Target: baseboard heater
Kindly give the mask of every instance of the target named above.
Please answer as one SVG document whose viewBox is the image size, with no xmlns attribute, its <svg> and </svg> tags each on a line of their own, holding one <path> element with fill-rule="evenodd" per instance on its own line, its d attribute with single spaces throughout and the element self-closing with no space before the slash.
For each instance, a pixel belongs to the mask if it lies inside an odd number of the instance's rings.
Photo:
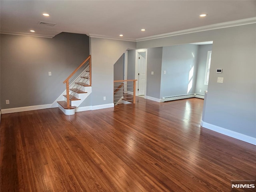
<svg viewBox="0 0 256 192">
<path fill-rule="evenodd" d="M 195 97 L 196 94 L 187 94 L 186 95 L 177 95 L 176 96 L 172 96 L 170 97 L 163 97 L 163 102 L 165 101 L 172 101 L 178 99 L 187 99 L 188 98 L 192 98 Z"/>
</svg>

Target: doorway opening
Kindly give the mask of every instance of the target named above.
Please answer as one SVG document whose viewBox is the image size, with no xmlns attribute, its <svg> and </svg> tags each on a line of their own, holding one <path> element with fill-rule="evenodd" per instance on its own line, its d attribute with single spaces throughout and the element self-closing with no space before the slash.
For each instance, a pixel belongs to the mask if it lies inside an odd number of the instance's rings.
<svg viewBox="0 0 256 192">
<path fill-rule="evenodd" d="M 144 97 L 146 95 L 147 82 L 147 64 L 148 50 L 140 49 L 136 51 L 135 79 L 136 95 Z"/>
</svg>

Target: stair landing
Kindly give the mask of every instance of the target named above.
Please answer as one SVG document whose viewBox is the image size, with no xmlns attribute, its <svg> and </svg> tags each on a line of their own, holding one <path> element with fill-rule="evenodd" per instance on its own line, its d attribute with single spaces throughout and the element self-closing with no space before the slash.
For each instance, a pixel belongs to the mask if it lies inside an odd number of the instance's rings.
<svg viewBox="0 0 256 192">
<path fill-rule="evenodd" d="M 70 106 L 68 107 L 68 104 L 65 101 L 57 101 L 57 102 L 65 109 L 75 109 L 76 107 L 75 106 Z"/>
</svg>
****************
- What is needed -
Rewrite every entry above with "Kindly" replaced by "Please", changing nothing else, and omit the pictures from your version.

- Solution for this task -
Target: baseboard heater
Please give the mask of every instance of the target named above.
Please answer as one SVG document whose viewBox is the image size, with no xmlns attribute, its <svg> and </svg> tags each on a line of their own, holding one <path> element with fill-rule="evenodd" per instance on its own line, its d attribute with single spaces throughout and the element self-closing with no space before the slash.
For each instance, a pixel belongs to the mask if it lies inside an odd number of the instance's rings.
Photo:
<svg viewBox="0 0 256 192">
<path fill-rule="evenodd" d="M 195 97 L 196 94 L 187 94 L 186 95 L 177 95 L 176 96 L 172 96 L 170 97 L 163 97 L 163 102 L 165 101 L 172 101 L 178 99 L 187 99 L 188 98 L 192 98 Z"/>
</svg>

Target: doorway opening
Please give the mask of every instance of the target named above.
Please answer as one SVG document whose viewBox is the image size, with no xmlns attribute, its <svg> and </svg> tags each on a line of their own, holding one <path> element with fill-rule="evenodd" per instance on its own line, its d attribute with single spaces throughout and the element self-closing with no space before the slash.
For each instance, a pixel belongs to the mask if it lies inside an odd number of the instance's rings.
<svg viewBox="0 0 256 192">
<path fill-rule="evenodd" d="M 144 97 L 146 95 L 147 82 L 147 64 L 148 50 L 140 49 L 136 51 L 135 79 L 136 95 Z"/>
</svg>

Target: stair landing
Please give the mask of every instance of the target named above.
Please answer as one SVG document whose viewBox is the image size, with no xmlns attribute, its <svg> and </svg> tags each on a line of their own, holding one <path> element with fill-rule="evenodd" per instance on its own line, its d attribute with single spaces throughout and the element self-closing with no space before the slash.
For each instance, a pixel belongs to the mask if it lies inside an odd number of the instance's rings.
<svg viewBox="0 0 256 192">
<path fill-rule="evenodd" d="M 70 106 L 68 107 L 68 104 L 65 101 L 57 101 L 57 102 L 65 109 L 75 109 L 76 107 L 75 106 Z"/>
</svg>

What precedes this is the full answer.